§ Problem statement: From the records below, copy out each line that has the word "shaped".

[Point-per-instance localization data]
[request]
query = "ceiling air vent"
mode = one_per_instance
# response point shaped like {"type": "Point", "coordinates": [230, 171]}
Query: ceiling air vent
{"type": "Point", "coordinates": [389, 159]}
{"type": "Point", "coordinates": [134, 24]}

* * *

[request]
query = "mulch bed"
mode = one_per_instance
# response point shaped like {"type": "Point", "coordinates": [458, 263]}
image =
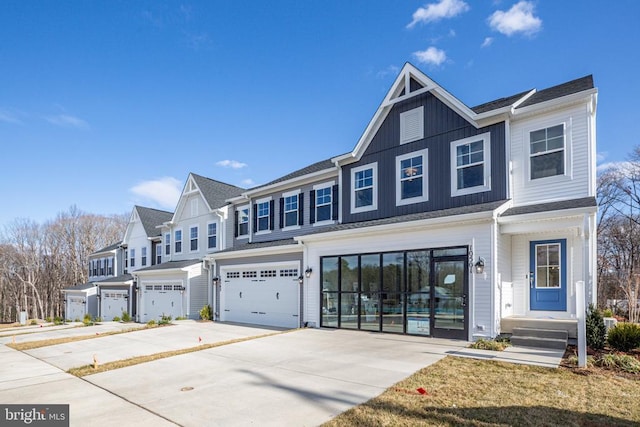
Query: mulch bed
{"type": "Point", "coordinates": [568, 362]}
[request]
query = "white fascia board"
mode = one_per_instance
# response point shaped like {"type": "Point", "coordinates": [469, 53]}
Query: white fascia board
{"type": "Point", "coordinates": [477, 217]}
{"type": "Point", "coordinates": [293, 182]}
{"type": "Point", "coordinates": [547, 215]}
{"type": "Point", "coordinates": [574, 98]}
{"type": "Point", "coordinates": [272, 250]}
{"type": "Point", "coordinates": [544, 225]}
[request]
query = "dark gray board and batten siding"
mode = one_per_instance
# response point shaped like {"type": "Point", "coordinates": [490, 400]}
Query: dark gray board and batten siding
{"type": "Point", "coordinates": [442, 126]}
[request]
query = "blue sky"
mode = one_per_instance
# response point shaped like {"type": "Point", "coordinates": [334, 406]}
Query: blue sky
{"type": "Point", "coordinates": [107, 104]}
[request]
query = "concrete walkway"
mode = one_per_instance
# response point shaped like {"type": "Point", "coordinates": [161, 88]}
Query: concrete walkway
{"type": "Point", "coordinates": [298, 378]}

§ Task output:
# response point shaped like {"type": "Point", "coordinates": [230, 171]}
# response point shaped like {"type": "Point", "coordinates": [458, 263]}
# response point shaped like {"type": "Point", "coordinates": [469, 53]}
# response point shaped like {"type": "Point", "coordinates": [490, 400]}
# response point shaped like {"type": "Point", "coordinates": [334, 406]}
# response point shaped like {"type": "Point", "coordinates": [161, 88]}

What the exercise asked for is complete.